Tasks to carry out:
1: Copy the passage from the casino article word for word, starting at "On July 19, we" and ending at "will look like.".
2: Continue the article on casinos and the easing of Covid restrictions from where it stops.

Baroness McIntosh of Pickering is a former Conservative MP and MEP. This is a sponsored post by the Betting and Gaming Council.
On July 19, we hope to see the end of the remaining Covid restrictions, allowing people across the country to return to normal – or whatever the “new normal” will look like.
The pandemic has of course been difficult for all of us, especially for those who have lost loved ones and for the businesses which form the backbone of the UK economy. The lockdowns we have all had to endure over the past 18 months have been especially difficult for companies which rely on people coming through their doors on a daily basis to survive.
I have a particular interest in casinos and the night time economy, having chaired the Lords Committee on reviewing the Licensing Act 2003.
According to a recent study by Ernst and Young for the Betting and Gaming Council, casinos directly employ 11,600 people and, in the year before the pandemic, contributed £500 million to the Treasury in tax. In addition, casinos in London also contribute £120 million to the capital’s tourism sector, something which will prove vital once international travel returns to pre-pandemic levels.
Clearly, Covid has been extremely difficult for the casino sector and I recognise the hard work that they have put in to support their staff and ensure their premises were Covid-secure upon re-opening. Millions of pounds have been spent on state-of-the-art test and trace systems, Plexiglass screens, hand sanitisation stations and installing social distancing measures.

Supplied material:
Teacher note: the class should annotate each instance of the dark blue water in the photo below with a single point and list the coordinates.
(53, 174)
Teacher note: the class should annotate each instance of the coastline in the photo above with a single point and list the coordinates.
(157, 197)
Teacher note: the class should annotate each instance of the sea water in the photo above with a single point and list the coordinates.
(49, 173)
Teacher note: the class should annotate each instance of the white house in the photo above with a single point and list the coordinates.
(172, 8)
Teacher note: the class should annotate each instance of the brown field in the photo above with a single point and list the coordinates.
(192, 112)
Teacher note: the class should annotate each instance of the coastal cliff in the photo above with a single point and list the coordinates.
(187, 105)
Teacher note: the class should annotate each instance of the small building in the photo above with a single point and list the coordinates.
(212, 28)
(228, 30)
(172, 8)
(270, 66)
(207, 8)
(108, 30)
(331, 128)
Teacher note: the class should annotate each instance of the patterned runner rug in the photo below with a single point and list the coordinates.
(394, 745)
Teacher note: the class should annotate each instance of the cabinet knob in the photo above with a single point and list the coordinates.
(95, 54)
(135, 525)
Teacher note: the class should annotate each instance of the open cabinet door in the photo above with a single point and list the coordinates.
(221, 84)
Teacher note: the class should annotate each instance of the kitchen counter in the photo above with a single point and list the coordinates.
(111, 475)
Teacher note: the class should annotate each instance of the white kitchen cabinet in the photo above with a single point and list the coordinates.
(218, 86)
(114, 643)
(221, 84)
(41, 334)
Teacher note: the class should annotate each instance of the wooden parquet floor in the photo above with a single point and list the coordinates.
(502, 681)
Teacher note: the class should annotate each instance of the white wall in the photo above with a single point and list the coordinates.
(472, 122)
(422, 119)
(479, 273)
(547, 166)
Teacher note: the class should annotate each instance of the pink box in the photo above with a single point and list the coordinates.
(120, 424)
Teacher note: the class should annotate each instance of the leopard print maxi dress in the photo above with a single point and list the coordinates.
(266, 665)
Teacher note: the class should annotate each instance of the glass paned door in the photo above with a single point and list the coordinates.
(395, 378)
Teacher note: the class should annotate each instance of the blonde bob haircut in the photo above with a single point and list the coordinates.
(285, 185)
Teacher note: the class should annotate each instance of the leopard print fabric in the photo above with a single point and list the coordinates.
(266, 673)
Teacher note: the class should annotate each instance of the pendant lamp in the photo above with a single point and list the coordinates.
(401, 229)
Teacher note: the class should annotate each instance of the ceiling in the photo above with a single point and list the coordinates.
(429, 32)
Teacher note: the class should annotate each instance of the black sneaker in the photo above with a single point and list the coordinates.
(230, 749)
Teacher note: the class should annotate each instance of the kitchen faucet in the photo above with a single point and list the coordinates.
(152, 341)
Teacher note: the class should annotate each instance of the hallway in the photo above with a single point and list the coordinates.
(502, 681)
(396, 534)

Expected results:
1:
On July 19, we hope to see the end of the remaining Covid restrictions, allowing people across the country to return to normal – or whatever the “new normal” will look like.

2:
These efforts were recognised in a report published earlier this year, in which Dr Lisa Ackerley, a Chartered Environmental Health Practitioner, said: “The casino industry has responded to the Covid-19 pandemic by embracing the need to implement a full range of stringent measures to keep staff and customers safe. In my opinion, this industry’s response has resulted in it being as safe, if not safer, during the pandemic than many others.”
And it’s not just when it comes to Covid that the sector’s commitment to customer safety is demonstrated. Casinos are part of the Proof of Age Standards Scheme (PASS), which ensures that their premises are no-go zones for anyone under the age of 18. I should declare an interest here as I am chair of the PASS board. Holders of age verification cards bearing the PASS hologram must pass stringent checks to prove that they are able to enter establishments which are off-limits to under-18s.
At a time when the Government is carrying out the Gambling Review – a much-needed exercise which I warmly support – it is important that ministers are fully aware of the efforts the industry is making to protect young people.
This is also demonstrated by betting shops, another important driver of economic growth which have suffered during the pandemic, as the lockdowns forced them to close their doors for months on end. According to the same Ernst and Young report I mentioned earlier, the UK’s 6,750 betting shops support 46,000 jobs and pay nearly £1 billion a year in tax to the Treasury. At a time when the Chancellor needs all the money he can get to repair the nation’s Covid-battered finances, these are not small numbers.
What’s more, betting shops are also vital parts of a successful high street. According to a report carried out before the pandemic by ESA Retail, 82 per cent of their customers visited at least once a week, with 89 per cent of them going on to visit other shops in the area. So it’s clear that prosperous betting shops are good news for local economies across the UK.
Betting shops are also signed up to the Proof of Age Scheme, preventing access by under-18s to betting shops and slot machines, providing a robust and secure age verification procedure. Indeed, according to Serve Legal, betting shops now have the highest pass rate for any age-restricted product retailers when it comes to keeping under 18s out of their premises.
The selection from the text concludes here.